СПИСОК ЗАДАНИЙ
[a] Перепишите из исходного текста кусок от слов «Роман Апдайка –» до слов «очеловечивание обычного, сказочно-героического.» включительно, ничего не меняя.
[b] Продолжите исходный текст с того места, где он обрывается.

ИСХОДНЫЙ ТЕКСТ
Были русские сборники, которые назывались «Палеи», – в них вписывались мифы: библейские, греческие, еврейские из Талмуда.

В тех книгах полемизировали монахи-книжники с евреями и мусульманами и всегда договаривались до ереси.

У нас в старину были и секты жидовствующих и еретики дуалистических толков: сказались они в легендах о «Соломоне и Китоврасе». Часть этих историй разобрана была Александром Николаевичем Веселовским, их можно найти в восьмом томе собрания сочинений под названием «Славянские сказания о Соломоне и Китоврасе».

Оказывалось, что эти сказания связаны со старыми рыцарскими романами – самыми древними, с легендами о Мервине и святом Граале.

Китоврас – это кентавр. Кентавр по мудрости равен Соломону. Он принимал участие в постройке Иерусалимского храма и был добр, но такова его натура, что ему приходилось всегда идти прямо, даже по кривым улицам, разрушая при этом здания. Однажды вдовица попросила его не разрушать ее дома. Китоврас попробовал обойти домик и сломал ребра и сказал: «мягкое слово – кости ломит». На вратах Софиевского собора в Новгороде изображена следующая картина: «На первом поле исполинская крылатая фигура Кентавра-Китовраса держит в одной руке небольшую фигуру в зубчатой короне, очевидно, Соломона, которого он собирается забросить»[153] .

Искусство часто мыслит сопоставлениями.

Роман Апдайка – одна из попыток, так сказать, двойственного, симфонического изображения действительности, очеловечивание обычного, сказочно-героического.

В середине романа на четырех страницах дан развернутый «реальный некролог» замученного преподавателя, совершающего мелкие дела, добрые и ничтожные. Приведу кусок из конца некролога:

«Наряду с серьезной нагрузкой сверх учебной программы – обязанностями тренера нашей славной команды пловцов, распределением билетов на все футбольные, баскетбольные, легкоатлетические и бейсбольные состязания, а также руководством кружком связистов – мистер Колдуэлл нес на себе гигантское бремя общественной деятельности. Он был секретарем олинджерского клуба «Толкачей», консультантом двенадцатой группы бойскаутов, членом комитета по реализации предложения о создании городского парка, вице-президентом клуба «Львов» и председателем клубной комиссии по ежегодной распродаже электрических лампочек в пользу слепых детей».

СТРОКИ ДАННЫХ
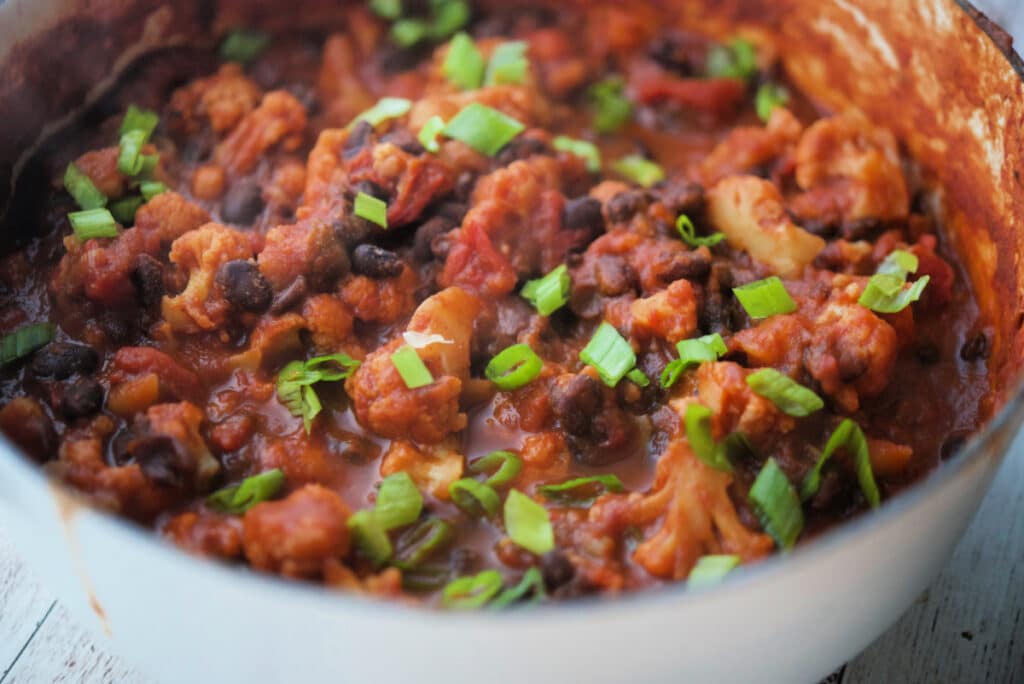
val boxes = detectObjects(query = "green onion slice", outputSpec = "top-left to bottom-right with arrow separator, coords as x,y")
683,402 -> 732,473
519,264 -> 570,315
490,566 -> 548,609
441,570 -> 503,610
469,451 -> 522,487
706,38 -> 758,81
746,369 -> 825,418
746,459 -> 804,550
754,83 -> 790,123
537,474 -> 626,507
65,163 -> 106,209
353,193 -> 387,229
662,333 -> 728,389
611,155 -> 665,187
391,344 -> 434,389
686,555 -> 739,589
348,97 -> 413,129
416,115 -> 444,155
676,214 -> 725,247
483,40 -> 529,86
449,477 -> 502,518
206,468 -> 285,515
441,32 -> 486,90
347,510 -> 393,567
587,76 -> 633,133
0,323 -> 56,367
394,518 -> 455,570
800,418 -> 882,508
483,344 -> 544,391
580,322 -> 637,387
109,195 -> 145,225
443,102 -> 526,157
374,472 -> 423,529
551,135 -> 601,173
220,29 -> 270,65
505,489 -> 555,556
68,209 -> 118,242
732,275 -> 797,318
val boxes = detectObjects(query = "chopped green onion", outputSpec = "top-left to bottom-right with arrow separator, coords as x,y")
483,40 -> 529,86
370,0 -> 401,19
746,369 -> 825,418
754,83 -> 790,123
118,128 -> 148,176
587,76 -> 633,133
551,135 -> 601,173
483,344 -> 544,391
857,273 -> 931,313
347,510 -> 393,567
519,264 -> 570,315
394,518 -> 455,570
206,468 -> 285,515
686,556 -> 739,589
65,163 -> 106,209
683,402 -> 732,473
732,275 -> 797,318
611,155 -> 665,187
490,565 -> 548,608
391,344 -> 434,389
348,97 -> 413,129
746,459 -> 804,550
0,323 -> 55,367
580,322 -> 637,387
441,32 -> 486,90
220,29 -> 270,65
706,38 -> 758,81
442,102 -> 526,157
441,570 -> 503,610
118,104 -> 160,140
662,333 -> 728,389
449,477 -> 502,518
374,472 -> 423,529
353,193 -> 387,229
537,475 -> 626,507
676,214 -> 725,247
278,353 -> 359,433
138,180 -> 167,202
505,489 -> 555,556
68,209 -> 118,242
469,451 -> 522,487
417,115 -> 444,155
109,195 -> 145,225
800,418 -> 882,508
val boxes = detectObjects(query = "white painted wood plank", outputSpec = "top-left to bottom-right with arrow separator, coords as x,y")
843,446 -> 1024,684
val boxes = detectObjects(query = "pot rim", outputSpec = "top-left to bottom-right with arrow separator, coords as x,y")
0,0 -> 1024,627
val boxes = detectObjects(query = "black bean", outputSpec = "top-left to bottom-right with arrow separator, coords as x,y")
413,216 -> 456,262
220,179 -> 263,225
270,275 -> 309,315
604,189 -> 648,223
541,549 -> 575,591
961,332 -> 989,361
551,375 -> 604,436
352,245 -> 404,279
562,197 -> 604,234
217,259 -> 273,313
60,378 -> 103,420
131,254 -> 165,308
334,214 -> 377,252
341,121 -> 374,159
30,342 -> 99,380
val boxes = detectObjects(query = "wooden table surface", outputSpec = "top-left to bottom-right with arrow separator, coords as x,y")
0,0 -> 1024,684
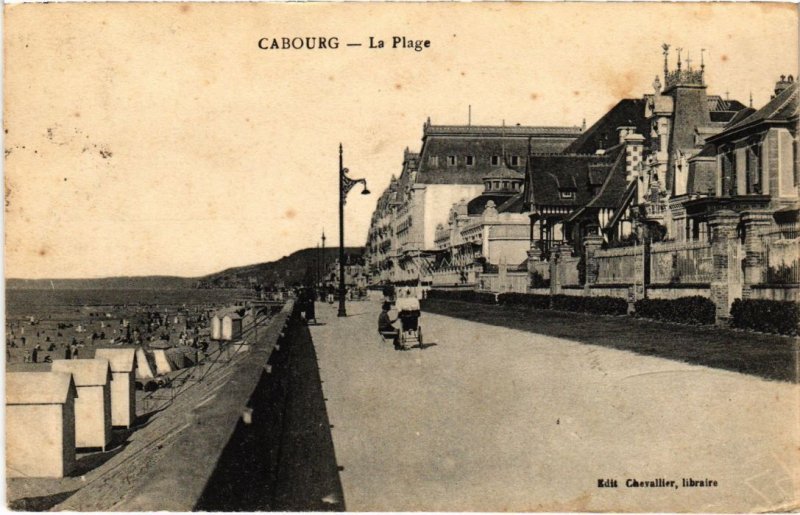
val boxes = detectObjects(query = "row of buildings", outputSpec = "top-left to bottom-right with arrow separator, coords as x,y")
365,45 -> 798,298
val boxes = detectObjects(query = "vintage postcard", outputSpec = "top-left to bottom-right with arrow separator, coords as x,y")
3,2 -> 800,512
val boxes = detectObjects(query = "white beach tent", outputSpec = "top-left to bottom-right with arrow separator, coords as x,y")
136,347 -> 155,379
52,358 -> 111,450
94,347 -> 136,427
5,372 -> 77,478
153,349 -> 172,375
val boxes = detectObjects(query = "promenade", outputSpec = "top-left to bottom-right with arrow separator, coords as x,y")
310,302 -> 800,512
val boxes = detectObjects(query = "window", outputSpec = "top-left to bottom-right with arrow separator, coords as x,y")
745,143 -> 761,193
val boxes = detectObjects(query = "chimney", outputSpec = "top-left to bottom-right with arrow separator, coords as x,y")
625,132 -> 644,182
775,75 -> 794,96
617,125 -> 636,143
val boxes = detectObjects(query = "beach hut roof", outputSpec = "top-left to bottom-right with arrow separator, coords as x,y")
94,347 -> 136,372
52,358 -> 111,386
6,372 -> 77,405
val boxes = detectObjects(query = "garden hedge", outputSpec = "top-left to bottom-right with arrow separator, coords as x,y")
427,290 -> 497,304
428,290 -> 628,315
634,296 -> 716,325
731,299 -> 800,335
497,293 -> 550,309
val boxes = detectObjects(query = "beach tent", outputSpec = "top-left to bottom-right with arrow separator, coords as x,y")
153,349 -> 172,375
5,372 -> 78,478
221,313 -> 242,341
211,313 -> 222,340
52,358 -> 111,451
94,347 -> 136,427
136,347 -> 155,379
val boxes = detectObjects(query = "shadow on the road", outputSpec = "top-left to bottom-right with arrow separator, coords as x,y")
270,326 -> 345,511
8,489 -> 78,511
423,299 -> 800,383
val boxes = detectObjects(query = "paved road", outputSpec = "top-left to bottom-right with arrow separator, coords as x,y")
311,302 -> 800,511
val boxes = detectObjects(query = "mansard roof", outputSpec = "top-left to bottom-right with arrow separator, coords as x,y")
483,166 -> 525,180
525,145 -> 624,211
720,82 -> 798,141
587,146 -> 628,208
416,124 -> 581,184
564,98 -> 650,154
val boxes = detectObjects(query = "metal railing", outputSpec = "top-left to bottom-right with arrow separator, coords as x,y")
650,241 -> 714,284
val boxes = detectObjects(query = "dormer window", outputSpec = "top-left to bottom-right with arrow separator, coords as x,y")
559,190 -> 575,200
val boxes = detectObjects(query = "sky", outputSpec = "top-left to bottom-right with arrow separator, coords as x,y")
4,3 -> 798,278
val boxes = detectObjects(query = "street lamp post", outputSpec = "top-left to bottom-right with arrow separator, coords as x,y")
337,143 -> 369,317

ОТВЕТЫ
[a]
Роман Апдайка – одна из попыток, так сказать, двойственного, симфонического изображения действительности, очеловечивание обычного, сказочно-героического.

[b]
Человек и в этом американском романе остается непознанным, как бы не уместившимся в страницы: человек пародийно обыденный нарочито не совмещается в героической иронии романа.

Замученный Кентавр гибнет на шоссе рядом со сломанным автомобилем «бьюик», среди бездушного пейзажа: «Хирон подошел к краю плато; его копыто скребнуло известняк. Круглый белый камешек со стуком скатился в пропасть. Кентавр возвел глаза к голубому своду и понял, что ему и в самом деле предстоит сделать великий шаг. Да, поистине великий шаг, к которому он не подготовился за всю свою полную скитаний жизнь. Нелегкий шаг, нелегкий путь, потребуется целая вечность, чтобы пройти его до конца, как вечно падает наковальня. Его истерзанные внутренности расслабли; раненая нога нестерпимо болела; голова стала невесомой. Белизна известняка пронзала глаза. На краю обрыва легкий ветерок овеял его лицо. Его воля, безупречный алмаз, под давлением абсолютного страха исторгла из себя последнее слово. Сейчас».

К этому месту дана сноска на греческом языке:

«Страдая от неисцелимой раны в лодыжке, он удаляется в пещеру и там хочет умереть, но не может, потому что он бессмертен. Тогда он предлагает Зевсу вместо Прометея себя и, хотя его ожидало бессмертие, оканчивает так свою жизнь». Из Аполлодора Афинского (греческого писателя 2 в. до н. э.).

«Хирон принял смерть».

Читая роман Джона Апдайка, я вспоминал, что сопоставление нескольких линий – обычное явление в искусстве. Событийное обоснование сопоставлений обычно (но не всегда) дается.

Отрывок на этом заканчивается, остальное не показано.